*** Opening of Available data ***

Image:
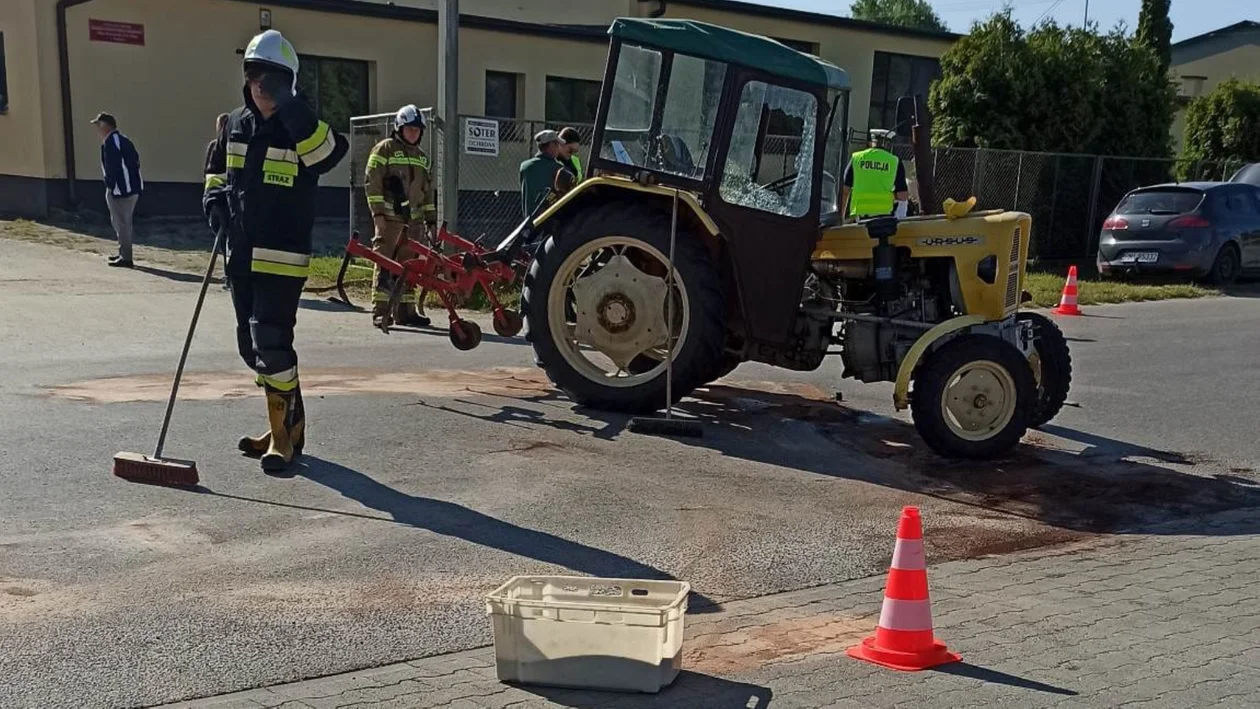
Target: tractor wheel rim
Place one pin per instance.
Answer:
(979, 401)
(606, 306)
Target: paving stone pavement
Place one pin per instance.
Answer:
(1161, 620)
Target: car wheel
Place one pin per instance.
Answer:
(1226, 267)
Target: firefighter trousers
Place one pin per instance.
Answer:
(266, 310)
(386, 243)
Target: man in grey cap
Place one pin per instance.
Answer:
(543, 176)
(120, 166)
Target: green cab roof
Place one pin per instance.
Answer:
(731, 47)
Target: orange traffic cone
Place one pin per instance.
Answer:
(1067, 304)
(905, 639)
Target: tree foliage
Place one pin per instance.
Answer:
(1225, 124)
(1053, 88)
(917, 14)
(1156, 29)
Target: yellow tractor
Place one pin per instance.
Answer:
(744, 139)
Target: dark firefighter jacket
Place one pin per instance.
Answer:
(265, 174)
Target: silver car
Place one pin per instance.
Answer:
(1208, 231)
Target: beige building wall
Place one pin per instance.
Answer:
(23, 125)
(853, 51)
(1201, 76)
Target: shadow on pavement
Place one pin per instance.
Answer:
(450, 519)
(1111, 486)
(173, 275)
(691, 690)
(994, 676)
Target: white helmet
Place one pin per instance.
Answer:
(271, 48)
(408, 116)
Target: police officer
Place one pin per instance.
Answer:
(875, 181)
(401, 198)
(261, 187)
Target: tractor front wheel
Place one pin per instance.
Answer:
(595, 307)
(1051, 365)
(973, 398)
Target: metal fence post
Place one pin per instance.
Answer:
(1095, 195)
(1018, 176)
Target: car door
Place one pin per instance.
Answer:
(1249, 226)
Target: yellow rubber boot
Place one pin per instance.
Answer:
(285, 430)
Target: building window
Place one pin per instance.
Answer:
(4, 81)
(572, 101)
(500, 95)
(334, 88)
(896, 76)
(804, 47)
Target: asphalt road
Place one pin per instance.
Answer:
(435, 475)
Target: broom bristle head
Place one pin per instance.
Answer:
(653, 426)
(136, 467)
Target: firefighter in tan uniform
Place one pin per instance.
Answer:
(401, 198)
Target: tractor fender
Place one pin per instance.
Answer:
(943, 330)
(686, 199)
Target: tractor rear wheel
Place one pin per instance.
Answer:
(595, 300)
(973, 397)
(1051, 365)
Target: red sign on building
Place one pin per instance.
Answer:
(119, 33)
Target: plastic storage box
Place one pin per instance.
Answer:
(610, 634)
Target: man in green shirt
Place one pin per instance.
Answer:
(875, 181)
(543, 178)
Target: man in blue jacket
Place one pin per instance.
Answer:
(120, 165)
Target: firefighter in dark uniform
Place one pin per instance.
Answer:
(400, 192)
(261, 187)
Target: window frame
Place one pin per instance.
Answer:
(887, 103)
(573, 82)
(308, 62)
(514, 81)
(4, 78)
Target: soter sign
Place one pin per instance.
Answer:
(481, 136)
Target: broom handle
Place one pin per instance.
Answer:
(669, 314)
(188, 343)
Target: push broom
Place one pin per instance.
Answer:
(669, 426)
(156, 470)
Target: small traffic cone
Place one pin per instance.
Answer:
(1067, 304)
(905, 639)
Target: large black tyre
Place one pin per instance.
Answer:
(1226, 267)
(696, 357)
(1055, 363)
(943, 379)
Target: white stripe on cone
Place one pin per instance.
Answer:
(906, 615)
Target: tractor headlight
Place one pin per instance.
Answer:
(987, 270)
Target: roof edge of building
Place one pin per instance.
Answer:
(1215, 33)
(366, 9)
(815, 18)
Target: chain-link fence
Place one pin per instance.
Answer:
(1069, 195)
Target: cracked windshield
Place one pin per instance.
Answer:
(670, 135)
(770, 163)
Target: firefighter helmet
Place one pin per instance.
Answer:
(408, 116)
(272, 49)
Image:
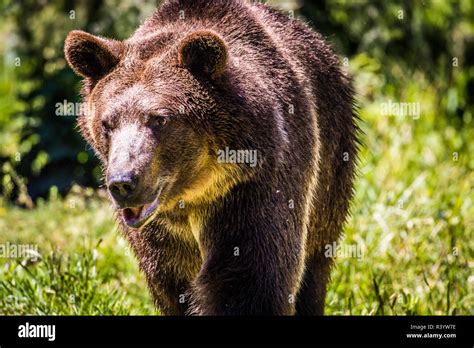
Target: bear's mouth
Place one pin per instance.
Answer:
(136, 217)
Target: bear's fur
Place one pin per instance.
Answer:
(197, 78)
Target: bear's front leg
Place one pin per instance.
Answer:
(252, 258)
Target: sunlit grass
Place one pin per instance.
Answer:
(412, 216)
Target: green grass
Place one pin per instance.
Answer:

*** Close of Available data ***

* Exercise aim
Copy out the entries above in full and exactly, skipping every picture.

* Answer space
Image:
Target: tractor wheel rim
Place one pin per instance.
Answer:
(979, 401)
(606, 306)
Target: paving stone pavement
Place one pin per instance.
Answer:
(1161, 620)
Target: car wheel
Place one pin per instance.
Answer:
(1226, 267)
Target: firefighter trousers
Place one pin per instance.
Answer:
(266, 310)
(386, 243)
Target: man in grey cap
Place one pin per instance.
Answer:
(543, 176)
(120, 166)
Target: green cab roof
Place one pin per instance.
Answer:
(731, 47)
Target: orange traffic cone
Place one pin per instance.
Answer:
(1067, 304)
(905, 639)
Target: tree foliage
Place one pin per instance.
Answer:
(1225, 124)
(1053, 88)
(917, 14)
(1156, 29)
Target: yellow tractor
Place one pin per instance.
Answer:
(744, 139)
Target: dark firefighter jacket
Place one pin per instance.
Answer:
(265, 174)
Target: silver car
Place one pin per instance.
Answer:
(1208, 231)
Target: beige building wall
Place one pin per instance.
Answer:
(23, 125)
(853, 51)
(1201, 76)
Target: shadow on pavement
Place one pin per instance.
Answer:
(450, 519)
(1111, 486)
(173, 275)
(691, 690)
(994, 676)
Target: white helmet
Place one pin per instance.
Answer:
(271, 48)
(408, 116)
Target: police officer
Place one pin per instance.
Answer:
(875, 181)
(401, 198)
(261, 187)
Target: tractor front wheel
Place one pin per instance.
Answer:
(595, 307)
(1051, 365)
(973, 398)
Target: metal fence post
Place one pin per instance.
Answer:
(1095, 195)
(1018, 176)
Target: car door
Place one pin per instance.
Answer:
(1249, 226)
Target: yellow rubber boot
Place one pin per instance.
Answer:
(285, 430)
Target: building window
Place one pin per instance.
Answer:
(4, 81)
(572, 101)
(500, 95)
(334, 88)
(896, 76)
(804, 47)
Target: asphalt road
Place one pin per instance.
Answer:
(435, 475)
Target: broom bristle head
Place one pin per instance.
Answer:
(653, 426)
(136, 467)
Target: firefighter in tan uniform
Place one pin per instance.
Answer:
(401, 198)
Target: tractor fender
Place one pin per instance.
Answer:
(943, 330)
(686, 199)
Target: tractor rear wheel
Place one pin per instance.
Answer:
(595, 300)
(973, 397)
(1051, 365)
Target: red sign on building
Place one pin per instance.
Answer:
(119, 33)
Target: plastic storage box
Place one pin per instance.
Answer:
(610, 634)
Target: man in green shirt
Place one pin per instance.
Answer:
(875, 181)
(543, 178)
Target: man in blue jacket
Place one pin per instance.
Answer:
(120, 165)
Target: firefighter in dark uniform
Place one pin per instance.
Answer:
(400, 192)
(261, 187)
Target: window frame
Place one pin per instance.
Answer:
(887, 103)
(573, 82)
(308, 62)
(514, 81)
(4, 78)
Target: soter sign
Place one pin per instance.
Answer:
(481, 136)
Target: broom handle
Place one pin per instance.
Answer:
(669, 314)
(188, 343)
Target: push broom
Place one pin per instance.
Answer:
(669, 426)
(156, 470)
Target: small traffic cone
Place one pin per instance.
Answer:
(1067, 304)
(905, 639)
Target: large black tyre
Place one pin per instance.
Answer:
(1226, 267)
(696, 357)
(1055, 363)
(943, 379)
Target: white stripe on cone
Place one pin per instance.
Answer:
(906, 615)
Target: tractor headlight
Place one pin per instance.
Answer:
(987, 270)
Target: roof edge of building
Place one pin per instance.
Answer:
(1215, 33)
(366, 9)
(815, 18)
Target: chain-link fence
Place one pin per instance.
Answer:
(1069, 195)
Target: cracked windshield
Place one pin per instance.
Answer:
(670, 135)
(770, 163)
Target: firefighter helmet
Place one pin per instance.
Answer:
(408, 116)
(272, 49)
Image:
Target: bear's mouth
Place one pin per instance.
Answer:
(136, 217)
Target: bear's fur
Place one pin per instance.
Answer:
(197, 78)
Target: bear's front leg
Place one pin per instance.
Answer:
(252, 258)
Target: sunlit grass
Place one pin per instance.
Answer:
(412, 216)
Target: green grass
Place one pin per instance.
Answer:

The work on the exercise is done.